== Exercise data ==
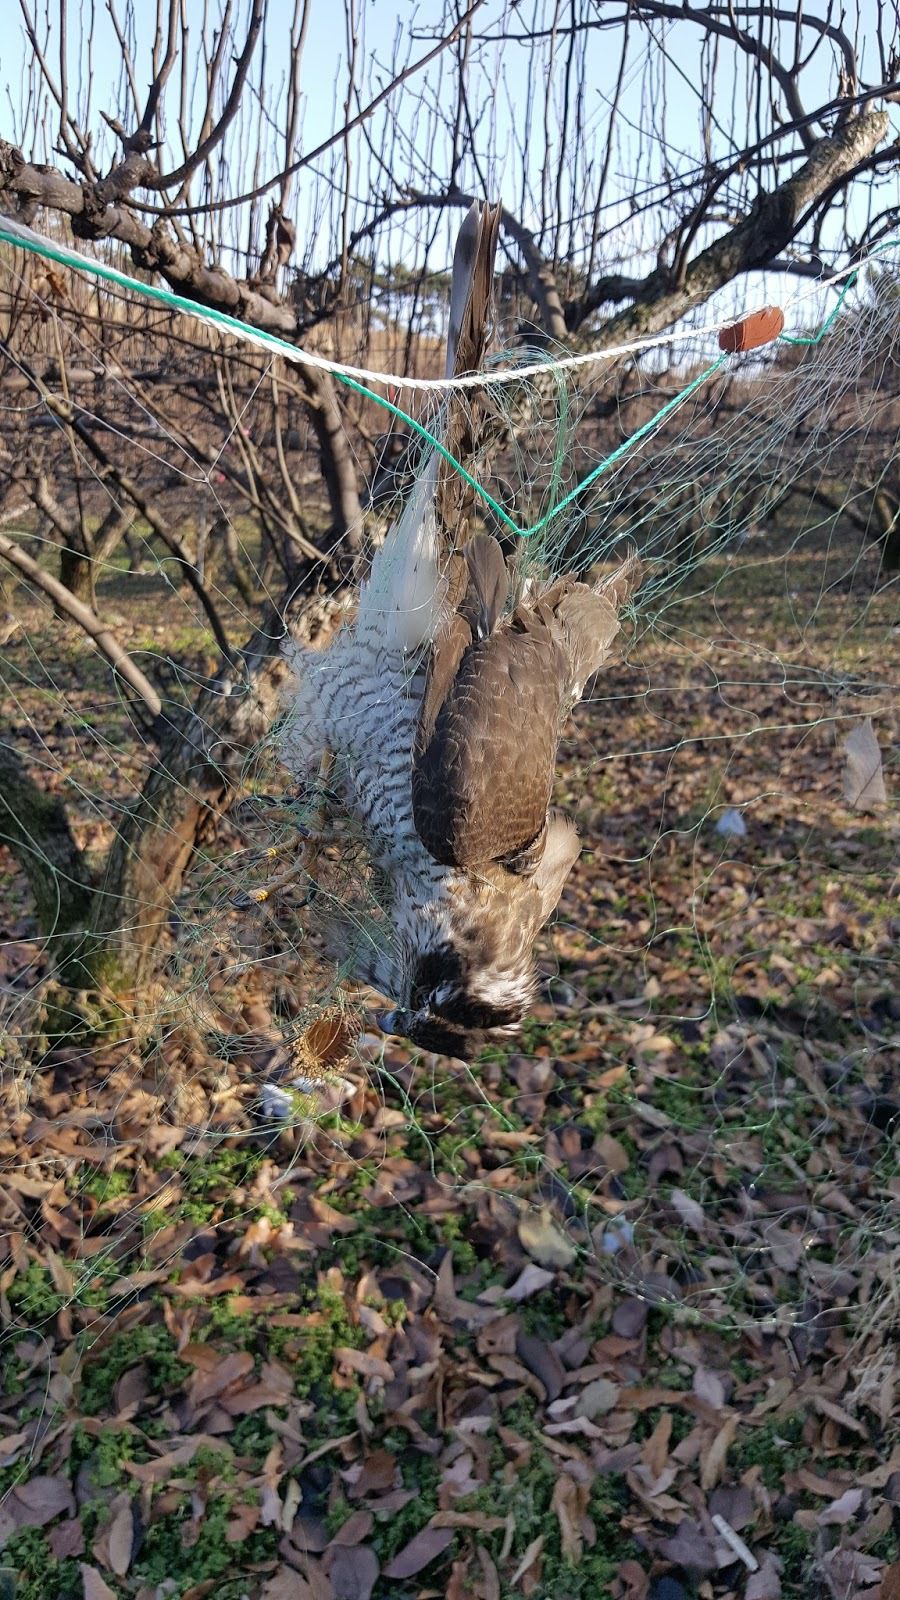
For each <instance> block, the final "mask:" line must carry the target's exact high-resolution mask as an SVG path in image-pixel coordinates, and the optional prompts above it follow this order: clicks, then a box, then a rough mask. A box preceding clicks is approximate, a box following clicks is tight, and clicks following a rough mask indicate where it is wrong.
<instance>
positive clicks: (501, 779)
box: [413, 534, 641, 915]
mask: <svg viewBox="0 0 900 1600" xmlns="http://www.w3.org/2000/svg"><path fill="white" fill-rule="evenodd" d="M492 544H495V541H490V539H487V538H485V536H484V534H482V536H477V541H476V549H474V550H472V560H471V562H469V584H468V589H466V594H464V597H463V600H461V602H460V608H458V611H456V613H453V614H452V618H450V622H448V626H447V629H445V630H444V632H442V634H440V637H439V638H437V640H436V643H434V646H432V653H431V661H429V672H428V685H426V694H424V704H423V712H421V717H420V725H418V730H416V741H415V749H413V816H415V824H416V832H418V835H420V838H421V842H423V845H424V846H426V850H428V851H429V854H431V856H434V859H436V861H439V862H442V864H444V866H453V867H460V869H463V870H466V869H474V867H484V866H487V864H488V862H506V864H508V866H509V867H511V869H512V870H514V872H519V874H533V872H540V870H541V864H543V869H544V875H548V896H549V893H551V886H552V883H551V880H552V882H556V878H554V870H552V861H554V859H556V856H554V854H552V851H551V853H549V854H548V845H549V840H544V827H546V816H548V806H549V797H551V789H552V779H554V770H556V754H557V741H559V728H560V720H562V717H564V715H565V712H567V710H569V707H570V706H572V702H573V699H575V698H577V694H580V691H581V688H583V683H585V680H586V677H589V674H591V672H596V669H597V667H599V666H601V664H602V661H604V659H605V658H607V656H609V651H610V646H612V642H613V638H615V635H617V632H618V605H620V603H621V602H623V600H625V598H626V597H628V595H629V594H631V592H633V587H634V586H636V584H637V581H639V571H641V570H639V563H637V562H636V560H634V562H633V560H631V558H629V560H628V563H626V565H625V566H623V568H620V570H618V571H617V573H613V574H612V576H610V578H609V579H605V581H604V582H602V584H599V586H597V587H594V589H589V587H588V586H586V584H581V582H578V581H577V579H575V578H573V576H565V578H560V579H559V581H557V582H556V584H552V586H551V587H549V589H548V590H544V592H543V594H541V595H538V597H535V598H533V600H532V602H530V603H522V605H519V606H517V608H516V611H514V614H512V618H511V619H506V621H504V622H501V624H500V626H498V627H495V630H493V632H492V634H490V637H488V638H479V637H477V627H476V619H477V618H480V616H485V618H488V619H492V626H493V621H495V619H496V608H495V605H492V603H485V598H484V597H485V595H488V594H493V590H492V589H490V586H488V581H487V578H485V573H493V570H495V562H493V558H492V552H490V550H488V549H487V547H488V546H492ZM480 546H484V547H485V549H484V550H480ZM479 550H480V554H479ZM482 555H484V562H482V558H480V557H482ZM557 843H564V840H562V835H559V838H557ZM569 843H570V845H572V840H570V842H569ZM572 848H575V846H573V845H572ZM562 853H564V854H565V851H562ZM575 853H577V851H575ZM573 859H575V856H572V859H570V861H569V866H565V867H564V869H562V875H560V877H559V885H557V888H556V898H559V890H560V888H562V883H564V880H565V875H567V872H569V869H570V866H572V861H573ZM552 904H556V899H554V901H552ZM552 904H548V910H546V915H549V910H552Z"/></svg>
===
*Written task:*
Edit the entries from the first line down to and including the line with "box: [413, 534, 641, 915]", replacing every "clicks" with "points" and keeping everything else the same. Leave the pictures out of your answer.

*Completed task:*
For each <instance> block, the final "mask:" line must carry the target's exact high-resolution mask as an SVG path in image-pixel coordinates, and the optional prompts above it follow this order: points, then a box, then a rough mask. A box preceding points is approximate, a box following points is tight, and points following a rough mask indicate where it is wrong.
<instance>
positive points: (501, 779)
box: [413, 534, 641, 915]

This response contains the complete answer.